▶ _TASK GOAL_:
Copy the entries character for character.

Items listed in a dataset

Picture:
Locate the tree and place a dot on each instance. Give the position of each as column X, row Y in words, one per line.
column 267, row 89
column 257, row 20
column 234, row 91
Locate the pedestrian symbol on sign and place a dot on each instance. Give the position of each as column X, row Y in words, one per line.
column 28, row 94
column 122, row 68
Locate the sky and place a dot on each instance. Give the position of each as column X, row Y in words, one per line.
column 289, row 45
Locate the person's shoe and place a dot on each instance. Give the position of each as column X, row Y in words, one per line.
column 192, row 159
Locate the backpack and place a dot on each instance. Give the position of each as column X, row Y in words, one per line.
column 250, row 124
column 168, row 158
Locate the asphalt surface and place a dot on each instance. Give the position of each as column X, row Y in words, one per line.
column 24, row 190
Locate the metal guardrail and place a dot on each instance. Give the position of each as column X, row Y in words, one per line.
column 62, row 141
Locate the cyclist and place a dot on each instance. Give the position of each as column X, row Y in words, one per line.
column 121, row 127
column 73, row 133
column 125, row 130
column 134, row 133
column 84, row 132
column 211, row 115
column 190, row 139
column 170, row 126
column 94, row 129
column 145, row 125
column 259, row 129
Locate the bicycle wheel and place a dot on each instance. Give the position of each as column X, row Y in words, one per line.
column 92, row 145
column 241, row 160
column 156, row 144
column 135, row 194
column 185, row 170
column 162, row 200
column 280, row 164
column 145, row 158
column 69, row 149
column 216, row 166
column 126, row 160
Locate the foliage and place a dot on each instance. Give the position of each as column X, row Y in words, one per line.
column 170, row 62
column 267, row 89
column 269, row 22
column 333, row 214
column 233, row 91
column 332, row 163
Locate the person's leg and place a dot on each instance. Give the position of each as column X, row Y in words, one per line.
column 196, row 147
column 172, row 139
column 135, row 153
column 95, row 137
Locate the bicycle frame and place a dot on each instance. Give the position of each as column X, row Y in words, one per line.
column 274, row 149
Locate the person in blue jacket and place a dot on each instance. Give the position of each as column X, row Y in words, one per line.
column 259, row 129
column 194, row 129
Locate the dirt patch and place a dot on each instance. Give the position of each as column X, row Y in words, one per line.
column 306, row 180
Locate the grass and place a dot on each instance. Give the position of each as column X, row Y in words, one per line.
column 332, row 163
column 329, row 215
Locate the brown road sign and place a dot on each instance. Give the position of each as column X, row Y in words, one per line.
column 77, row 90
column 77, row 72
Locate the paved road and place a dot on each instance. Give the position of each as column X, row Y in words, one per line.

▶ _WRITTEN ANSWER_:
Picture:
Locate the tree and place a dot on each instance. Give the position of each as column X, row Y in words, one per line.
column 267, row 89
column 257, row 20
column 234, row 91
Locate the pedestrian symbol on sign and place a dot on each instance. Give the position of each as column X, row Y in words, one per line.
column 28, row 94
column 122, row 68
Locate the sky and place a dot on each instance. Give the position of each as column X, row Y in words, one per line.
column 289, row 45
Locate the person's shoe and place a dot on each instance. Give the position of each as column X, row Y in words, one per line.
column 192, row 159
Locate the backpack and place a dot on each instance. Give the position of each as column X, row Y in words, one per line.
column 250, row 124
column 168, row 158
Locate the asphalt surface and place a dot on each instance. Give the position of each as column X, row Y in words, one per line.
column 24, row 190
Locate the metal guardrail and place a dot on each instance. Give the position of each as column X, row Y in words, one per line.
column 62, row 141
Locate the cyclist and place a dot on each instance. Give the position of each as column X, row Y in words, one per line.
column 121, row 127
column 73, row 133
column 125, row 130
column 134, row 133
column 84, row 132
column 211, row 115
column 190, row 139
column 170, row 126
column 94, row 129
column 145, row 125
column 259, row 129
Locate the bicycle wheel and place a dot on each instance. Give the position of each as column X, row Y in words, one per line.
column 92, row 145
column 241, row 160
column 156, row 144
column 135, row 194
column 185, row 170
column 162, row 200
column 280, row 164
column 145, row 158
column 69, row 149
column 216, row 166
column 126, row 160
Locate the foliage and place a dot on each instance. Give the position of each as column X, row Y in words, one per line.
column 170, row 62
column 267, row 89
column 269, row 22
column 333, row 214
column 233, row 91
column 332, row 163
Locate the person's leg and place a dot on each instance. Give the position of each as column X, row Y in words, one per line.
column 196, row 147
column 172, row 139
column 135, row 153
column 95, row 137
Locate the bicycle frame and place a dot on each instance. Give the position of each as column X, row Y in words, one per line.
column 274, row 149
Locate the person in blue jacket and place a dot on each instance. Give the position of each as column X, row Y in words, one per line.
column 259, row 129
column 194, row 129
Locate the dirt patch and place a dot on each instance. Give the position of each as column X, row Y in words, one per line.
column 306, row 180
Locate the grass and place a dot on each instance. Give the position of each as column X, row Y in words, one per line.
column 332, row 163
column 329, row 215
Locate the brown road sign and place a dot on each instance. Give the position of each as column X, row Y in words, one per line.
column 77, row 90
column 77, row 72
Locate the paved road and place a dot on each instance. Give the position of each as column X, row Y in words, one per line.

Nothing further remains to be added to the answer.